Given instruction
List every line in the items below that contains the word "harness", matching its case exactly.

Data for processing
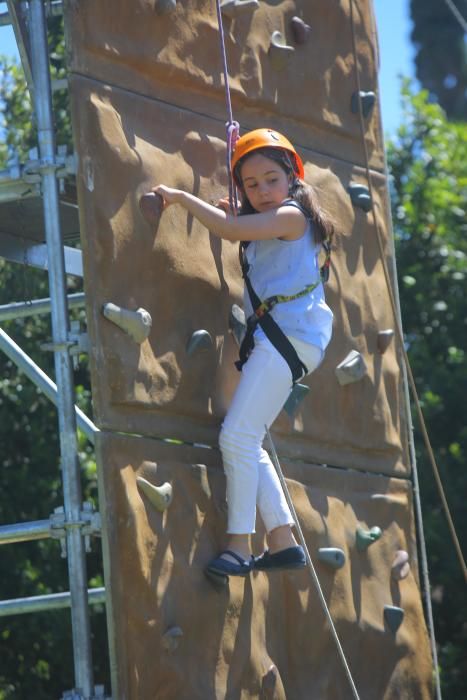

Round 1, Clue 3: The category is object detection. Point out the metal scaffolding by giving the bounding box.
[0,0,109,700]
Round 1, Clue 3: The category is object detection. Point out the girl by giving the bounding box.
[154,129,333,577]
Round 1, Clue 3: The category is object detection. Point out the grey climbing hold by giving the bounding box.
[318,547,345,569]
[334,350,367,386]
[102,302,152,343]
[355,526,383,552]
[284,384,310,418]
[221,0,259,19]
[191,464,211,498]
[259,664,285,700]
[391,549,410,581]
[162,627,183,654]
[155,0,177,15]
[290,17,311,44]
[384,605,404,634]
[376,328,394,355]
[229,304,246,346]
[269,31,295,71]
[347,183,371,212]
[350,90,376,119]
[136,476,172,513]
[186,330,213,355]
[139,192,164,226]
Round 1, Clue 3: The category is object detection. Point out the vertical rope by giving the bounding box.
[216,0,240,214]
[349,0,460,700]
[264,425,360,700]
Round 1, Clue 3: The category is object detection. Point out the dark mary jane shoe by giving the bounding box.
[254,545,306,571]
[205,549,253,576]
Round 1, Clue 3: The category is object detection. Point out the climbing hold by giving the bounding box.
[356,527,383,552]
[186,330,213,355]
[139,192,164,226]
[221,0,259,18]
[350,90,376,118]
[155,0,177,15]
[284,384,310,418]
[136,476,172,513]
[259,664,285,700]
[290,17,311,44]
[347,183,371,212]
[269,31,295,70]
[102,302,152,343]
[229,304,246,345]
[191,464,211,498]
[376,328,394,355]
[318,547,345,569]
[384,605,404,634]
[391,549,410,581]
[162,627,183,654]
[334,350,367,386]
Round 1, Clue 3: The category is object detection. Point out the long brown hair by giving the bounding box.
[235,146,334,243]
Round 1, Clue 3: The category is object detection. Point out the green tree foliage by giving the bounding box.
[0,13,110,700]
[0,17,73,168]
[410,0,467,119]
[388,84,467,700]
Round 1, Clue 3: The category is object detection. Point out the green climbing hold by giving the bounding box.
[284,384,310,418]
[318,547,345,569]
[350,90,376,118]
[356,526,383,552]
[136,476,172,513]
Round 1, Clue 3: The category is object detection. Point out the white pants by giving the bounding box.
[219,337,323,535]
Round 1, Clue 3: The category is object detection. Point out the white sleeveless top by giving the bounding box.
[244,213,333,364]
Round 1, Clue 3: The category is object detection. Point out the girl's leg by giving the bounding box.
[258,339,323,554]
[219,338,293,555]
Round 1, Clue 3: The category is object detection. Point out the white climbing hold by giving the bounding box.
[102,302,152,344]
[269,31,295,70]
[335,350,367,386]
[384,605,404,634]
[136,476,172,513]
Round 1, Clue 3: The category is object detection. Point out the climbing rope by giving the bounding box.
[216,0,360,688]
[444,0,467,32]
[216,0,240,214]
[264,425,360,700]
[350,0,467,582]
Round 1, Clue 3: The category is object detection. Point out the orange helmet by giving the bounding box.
[231,129,305,184]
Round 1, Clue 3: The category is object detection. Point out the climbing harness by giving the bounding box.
[238,200,331,384]
[216,0,240,214]
[264,425,360,700]
[231,129,305,185]
[216,0,360,700]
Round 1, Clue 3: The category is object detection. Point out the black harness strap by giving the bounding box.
[235,241,308,384]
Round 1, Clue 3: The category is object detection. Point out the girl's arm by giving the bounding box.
[153,185,306,241]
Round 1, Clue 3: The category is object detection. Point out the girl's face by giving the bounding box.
[240,153,290,213]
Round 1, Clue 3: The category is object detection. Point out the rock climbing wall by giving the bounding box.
[65,0,431,700]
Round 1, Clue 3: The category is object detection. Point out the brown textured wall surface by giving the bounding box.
[98,432,431,700]
[65,0,431,700]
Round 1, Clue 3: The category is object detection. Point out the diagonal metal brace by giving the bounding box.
[49,501,102,558]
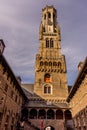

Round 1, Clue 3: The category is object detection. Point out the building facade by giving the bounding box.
[22,6,74,130]
[0,40,27,130]
[67,57,87,130]
[0,6,87,130]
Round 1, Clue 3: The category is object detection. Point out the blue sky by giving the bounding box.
[0,0,87,85]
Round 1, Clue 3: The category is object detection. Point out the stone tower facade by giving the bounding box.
[34,6,68,102]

Output for this task
Round 1, Clue 3: The category is object detection. Point out the climbing harness by giving the bounding box.
Round 1, Clue 3: The category is object detection. Point out the black harness strap by giving the bounding box.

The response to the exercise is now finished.